── Available records

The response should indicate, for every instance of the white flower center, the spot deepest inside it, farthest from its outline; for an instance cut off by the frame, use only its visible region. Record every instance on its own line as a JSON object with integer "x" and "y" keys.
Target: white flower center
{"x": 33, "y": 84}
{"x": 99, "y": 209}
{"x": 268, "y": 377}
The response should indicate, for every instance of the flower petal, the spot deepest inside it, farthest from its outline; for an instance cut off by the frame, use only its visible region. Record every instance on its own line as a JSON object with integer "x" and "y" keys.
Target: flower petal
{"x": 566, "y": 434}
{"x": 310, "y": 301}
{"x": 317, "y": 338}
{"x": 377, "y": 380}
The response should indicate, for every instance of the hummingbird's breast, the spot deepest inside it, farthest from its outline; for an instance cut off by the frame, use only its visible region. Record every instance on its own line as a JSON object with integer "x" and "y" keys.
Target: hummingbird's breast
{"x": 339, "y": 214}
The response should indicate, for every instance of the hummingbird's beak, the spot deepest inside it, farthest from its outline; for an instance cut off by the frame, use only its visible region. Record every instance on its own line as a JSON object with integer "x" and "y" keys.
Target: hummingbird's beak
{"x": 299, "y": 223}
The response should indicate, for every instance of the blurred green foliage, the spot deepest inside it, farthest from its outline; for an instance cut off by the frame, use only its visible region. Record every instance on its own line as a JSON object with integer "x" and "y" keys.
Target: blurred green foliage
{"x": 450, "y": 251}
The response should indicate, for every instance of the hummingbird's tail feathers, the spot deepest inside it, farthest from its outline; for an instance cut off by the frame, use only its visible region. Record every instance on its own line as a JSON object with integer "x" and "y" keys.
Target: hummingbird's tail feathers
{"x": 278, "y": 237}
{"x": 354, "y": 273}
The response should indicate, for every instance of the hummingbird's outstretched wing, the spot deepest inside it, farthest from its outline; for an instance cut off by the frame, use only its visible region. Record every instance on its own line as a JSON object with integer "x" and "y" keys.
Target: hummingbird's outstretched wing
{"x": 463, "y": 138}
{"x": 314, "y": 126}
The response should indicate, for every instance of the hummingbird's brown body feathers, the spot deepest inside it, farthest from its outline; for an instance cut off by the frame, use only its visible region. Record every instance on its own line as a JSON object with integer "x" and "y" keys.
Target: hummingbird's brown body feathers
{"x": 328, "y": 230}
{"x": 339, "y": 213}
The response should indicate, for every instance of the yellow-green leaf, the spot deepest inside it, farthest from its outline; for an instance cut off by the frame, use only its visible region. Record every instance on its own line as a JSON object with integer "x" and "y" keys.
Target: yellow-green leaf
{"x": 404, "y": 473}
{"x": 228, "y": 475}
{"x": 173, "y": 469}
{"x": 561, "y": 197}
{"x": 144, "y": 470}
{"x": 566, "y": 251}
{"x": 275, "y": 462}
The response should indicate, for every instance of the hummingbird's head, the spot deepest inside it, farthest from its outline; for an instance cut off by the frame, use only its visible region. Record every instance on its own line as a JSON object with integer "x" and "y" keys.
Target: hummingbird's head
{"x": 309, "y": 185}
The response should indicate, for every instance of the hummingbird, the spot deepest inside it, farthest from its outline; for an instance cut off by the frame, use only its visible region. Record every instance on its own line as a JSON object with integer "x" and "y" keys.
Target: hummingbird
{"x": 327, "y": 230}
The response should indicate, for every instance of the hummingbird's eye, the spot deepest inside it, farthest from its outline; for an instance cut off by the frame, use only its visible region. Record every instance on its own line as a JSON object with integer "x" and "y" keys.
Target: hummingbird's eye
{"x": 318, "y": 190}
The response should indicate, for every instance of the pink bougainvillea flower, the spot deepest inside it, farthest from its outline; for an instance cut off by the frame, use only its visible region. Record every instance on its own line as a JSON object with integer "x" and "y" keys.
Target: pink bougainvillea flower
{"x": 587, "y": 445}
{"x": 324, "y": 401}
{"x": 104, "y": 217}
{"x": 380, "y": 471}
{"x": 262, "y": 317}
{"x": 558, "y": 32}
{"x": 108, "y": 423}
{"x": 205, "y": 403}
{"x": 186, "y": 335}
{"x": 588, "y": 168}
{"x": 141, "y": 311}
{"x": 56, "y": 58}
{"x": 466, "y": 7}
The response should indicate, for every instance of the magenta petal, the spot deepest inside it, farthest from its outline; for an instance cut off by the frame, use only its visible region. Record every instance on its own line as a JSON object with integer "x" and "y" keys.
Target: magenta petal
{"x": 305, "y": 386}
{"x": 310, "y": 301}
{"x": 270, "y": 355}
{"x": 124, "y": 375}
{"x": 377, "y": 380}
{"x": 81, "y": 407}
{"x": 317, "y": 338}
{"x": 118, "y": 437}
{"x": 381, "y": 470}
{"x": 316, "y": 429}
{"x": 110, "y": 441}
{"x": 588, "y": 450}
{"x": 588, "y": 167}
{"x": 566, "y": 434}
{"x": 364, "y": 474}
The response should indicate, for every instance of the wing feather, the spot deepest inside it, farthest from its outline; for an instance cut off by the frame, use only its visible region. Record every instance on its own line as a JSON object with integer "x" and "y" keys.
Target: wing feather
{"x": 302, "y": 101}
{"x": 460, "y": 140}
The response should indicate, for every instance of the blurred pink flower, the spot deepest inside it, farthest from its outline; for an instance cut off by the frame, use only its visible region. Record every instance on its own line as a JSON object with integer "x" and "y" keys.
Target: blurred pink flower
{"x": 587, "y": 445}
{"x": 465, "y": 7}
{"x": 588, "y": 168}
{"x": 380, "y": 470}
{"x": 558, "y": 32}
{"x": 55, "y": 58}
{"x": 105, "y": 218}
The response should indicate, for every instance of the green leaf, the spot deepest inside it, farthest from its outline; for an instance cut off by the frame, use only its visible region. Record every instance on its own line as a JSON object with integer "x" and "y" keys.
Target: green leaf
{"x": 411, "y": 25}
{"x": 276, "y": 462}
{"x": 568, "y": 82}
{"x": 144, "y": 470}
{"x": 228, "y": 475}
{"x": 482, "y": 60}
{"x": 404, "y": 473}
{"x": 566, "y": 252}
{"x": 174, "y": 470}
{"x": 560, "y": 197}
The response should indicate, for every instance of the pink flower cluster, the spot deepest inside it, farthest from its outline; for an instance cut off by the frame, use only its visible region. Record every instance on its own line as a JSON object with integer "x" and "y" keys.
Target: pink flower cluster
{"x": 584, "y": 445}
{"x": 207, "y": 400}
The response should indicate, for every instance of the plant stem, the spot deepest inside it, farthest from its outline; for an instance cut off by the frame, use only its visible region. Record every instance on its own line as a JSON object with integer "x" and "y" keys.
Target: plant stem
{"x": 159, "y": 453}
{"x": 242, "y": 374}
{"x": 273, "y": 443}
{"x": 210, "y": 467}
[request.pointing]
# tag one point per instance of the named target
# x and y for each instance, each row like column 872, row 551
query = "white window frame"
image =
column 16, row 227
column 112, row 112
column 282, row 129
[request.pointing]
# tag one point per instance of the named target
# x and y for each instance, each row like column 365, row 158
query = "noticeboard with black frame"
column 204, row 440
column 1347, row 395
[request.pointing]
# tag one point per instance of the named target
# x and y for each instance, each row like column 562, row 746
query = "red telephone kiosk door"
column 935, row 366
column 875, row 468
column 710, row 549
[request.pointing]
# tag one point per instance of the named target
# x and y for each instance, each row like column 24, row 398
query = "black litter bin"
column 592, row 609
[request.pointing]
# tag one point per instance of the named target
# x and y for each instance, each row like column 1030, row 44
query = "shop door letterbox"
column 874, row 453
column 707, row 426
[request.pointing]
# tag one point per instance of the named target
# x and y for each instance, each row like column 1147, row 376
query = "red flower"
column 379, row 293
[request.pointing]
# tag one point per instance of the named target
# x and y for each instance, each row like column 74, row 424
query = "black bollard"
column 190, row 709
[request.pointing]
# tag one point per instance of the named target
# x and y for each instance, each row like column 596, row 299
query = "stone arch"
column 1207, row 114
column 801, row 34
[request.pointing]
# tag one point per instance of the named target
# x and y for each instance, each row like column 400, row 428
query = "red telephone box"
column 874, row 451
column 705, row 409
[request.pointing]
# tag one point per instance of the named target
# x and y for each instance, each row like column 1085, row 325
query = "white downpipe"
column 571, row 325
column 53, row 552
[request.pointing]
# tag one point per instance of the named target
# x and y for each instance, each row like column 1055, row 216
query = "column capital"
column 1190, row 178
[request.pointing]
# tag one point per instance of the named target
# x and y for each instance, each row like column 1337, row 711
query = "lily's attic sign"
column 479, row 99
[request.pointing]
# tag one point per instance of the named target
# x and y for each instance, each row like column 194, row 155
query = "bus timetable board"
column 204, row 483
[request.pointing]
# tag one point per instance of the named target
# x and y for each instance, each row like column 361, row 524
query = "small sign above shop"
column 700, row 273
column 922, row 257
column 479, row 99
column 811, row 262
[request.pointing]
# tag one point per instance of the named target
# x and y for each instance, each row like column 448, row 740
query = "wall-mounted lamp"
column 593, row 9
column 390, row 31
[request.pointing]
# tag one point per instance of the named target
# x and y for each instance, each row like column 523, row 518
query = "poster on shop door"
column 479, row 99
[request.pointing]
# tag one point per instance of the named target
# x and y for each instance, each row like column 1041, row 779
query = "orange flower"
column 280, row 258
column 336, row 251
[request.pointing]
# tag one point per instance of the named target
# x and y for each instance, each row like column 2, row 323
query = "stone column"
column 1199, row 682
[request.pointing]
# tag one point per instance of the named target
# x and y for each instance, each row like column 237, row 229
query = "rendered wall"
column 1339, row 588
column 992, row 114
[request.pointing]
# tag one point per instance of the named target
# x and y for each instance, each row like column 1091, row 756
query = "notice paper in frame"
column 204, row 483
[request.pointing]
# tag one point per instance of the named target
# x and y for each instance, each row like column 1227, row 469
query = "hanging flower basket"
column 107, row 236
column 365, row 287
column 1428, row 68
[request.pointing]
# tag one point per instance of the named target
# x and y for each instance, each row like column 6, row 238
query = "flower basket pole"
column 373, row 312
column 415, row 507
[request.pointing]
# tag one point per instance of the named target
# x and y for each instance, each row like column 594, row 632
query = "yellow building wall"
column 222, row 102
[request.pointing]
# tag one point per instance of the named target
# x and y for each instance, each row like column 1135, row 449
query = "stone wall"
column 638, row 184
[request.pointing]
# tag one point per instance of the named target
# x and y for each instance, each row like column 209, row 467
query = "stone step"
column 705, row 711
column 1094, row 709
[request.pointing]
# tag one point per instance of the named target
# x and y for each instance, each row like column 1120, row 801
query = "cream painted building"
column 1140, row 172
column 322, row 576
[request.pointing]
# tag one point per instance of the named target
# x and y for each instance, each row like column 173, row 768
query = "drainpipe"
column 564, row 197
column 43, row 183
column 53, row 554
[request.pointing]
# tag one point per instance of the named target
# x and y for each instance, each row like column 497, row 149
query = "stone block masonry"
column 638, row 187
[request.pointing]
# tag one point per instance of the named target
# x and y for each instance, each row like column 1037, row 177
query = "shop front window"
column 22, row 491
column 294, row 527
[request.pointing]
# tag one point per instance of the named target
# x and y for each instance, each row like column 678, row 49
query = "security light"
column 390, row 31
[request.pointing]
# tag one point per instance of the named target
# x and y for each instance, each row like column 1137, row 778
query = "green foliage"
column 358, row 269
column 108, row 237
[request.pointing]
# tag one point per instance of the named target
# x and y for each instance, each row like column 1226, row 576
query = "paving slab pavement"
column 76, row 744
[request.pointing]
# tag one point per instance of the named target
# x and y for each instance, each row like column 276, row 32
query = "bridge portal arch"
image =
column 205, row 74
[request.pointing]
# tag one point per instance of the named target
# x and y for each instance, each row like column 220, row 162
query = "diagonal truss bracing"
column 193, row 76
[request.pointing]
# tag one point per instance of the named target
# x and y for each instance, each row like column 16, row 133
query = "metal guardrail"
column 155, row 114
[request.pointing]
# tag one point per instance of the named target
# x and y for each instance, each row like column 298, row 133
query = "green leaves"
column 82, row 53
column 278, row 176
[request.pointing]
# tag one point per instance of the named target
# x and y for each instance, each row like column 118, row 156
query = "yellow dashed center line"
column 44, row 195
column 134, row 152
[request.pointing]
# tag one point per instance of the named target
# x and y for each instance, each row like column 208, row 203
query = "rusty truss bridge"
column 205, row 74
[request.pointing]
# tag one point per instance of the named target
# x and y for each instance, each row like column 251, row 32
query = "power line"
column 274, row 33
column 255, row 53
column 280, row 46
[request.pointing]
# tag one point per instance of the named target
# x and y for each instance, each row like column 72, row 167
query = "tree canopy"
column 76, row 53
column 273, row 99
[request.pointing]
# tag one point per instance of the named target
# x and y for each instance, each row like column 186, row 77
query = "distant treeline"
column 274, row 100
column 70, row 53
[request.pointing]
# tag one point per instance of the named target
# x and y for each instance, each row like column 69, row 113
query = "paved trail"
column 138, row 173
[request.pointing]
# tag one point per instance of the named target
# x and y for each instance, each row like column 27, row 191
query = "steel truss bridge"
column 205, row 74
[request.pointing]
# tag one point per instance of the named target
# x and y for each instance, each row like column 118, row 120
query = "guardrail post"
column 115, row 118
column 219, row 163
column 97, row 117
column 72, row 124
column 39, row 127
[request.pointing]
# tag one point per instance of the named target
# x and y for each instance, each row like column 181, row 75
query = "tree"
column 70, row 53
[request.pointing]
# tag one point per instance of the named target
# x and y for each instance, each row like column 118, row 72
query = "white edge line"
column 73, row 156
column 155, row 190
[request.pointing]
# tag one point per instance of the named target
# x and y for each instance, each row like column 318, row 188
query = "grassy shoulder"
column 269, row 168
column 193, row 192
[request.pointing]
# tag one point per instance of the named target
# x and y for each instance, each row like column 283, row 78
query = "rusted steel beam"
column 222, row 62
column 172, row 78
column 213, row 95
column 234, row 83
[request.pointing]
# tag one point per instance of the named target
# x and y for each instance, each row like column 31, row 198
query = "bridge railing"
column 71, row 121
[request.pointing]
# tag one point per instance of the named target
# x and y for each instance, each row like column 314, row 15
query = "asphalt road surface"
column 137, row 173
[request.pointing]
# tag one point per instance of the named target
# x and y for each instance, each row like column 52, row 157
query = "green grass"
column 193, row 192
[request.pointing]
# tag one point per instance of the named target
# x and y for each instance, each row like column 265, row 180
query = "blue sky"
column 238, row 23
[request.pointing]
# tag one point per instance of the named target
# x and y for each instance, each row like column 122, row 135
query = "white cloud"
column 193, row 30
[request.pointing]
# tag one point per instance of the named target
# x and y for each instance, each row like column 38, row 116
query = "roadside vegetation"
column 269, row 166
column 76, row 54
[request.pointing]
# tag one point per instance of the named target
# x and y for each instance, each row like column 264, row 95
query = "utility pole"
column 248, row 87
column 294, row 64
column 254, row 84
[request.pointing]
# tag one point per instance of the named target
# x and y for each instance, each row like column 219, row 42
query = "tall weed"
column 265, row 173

────

## [Your assignment]
A word-for-word restatement of the lines running from the one with "122, row 135" to the last line of the records is the whole answer.

## [Exercise response]
# x and y for each instance, each row like column 122, row 135
query = "white cloud"
column 193, row 30
[request.pointing]
# tag one point per instance of the named target
# x and y for each instance, each row like column 38, row 116
query = "roadside vegetation"
column 269, row 166
column 76, row 54
[request.pointing]
# tag one point per instance of the named target
# x and y for each instance, each row like column 264, row 95
query = "utility pole"
column 248, row 87
column 294, row 64
column 254, row 84
[request.pointing]
# tag one point per instance of the named target
# x and y for each instance, each row like column 219, row 42
query = "tall weed"
column 265, row 173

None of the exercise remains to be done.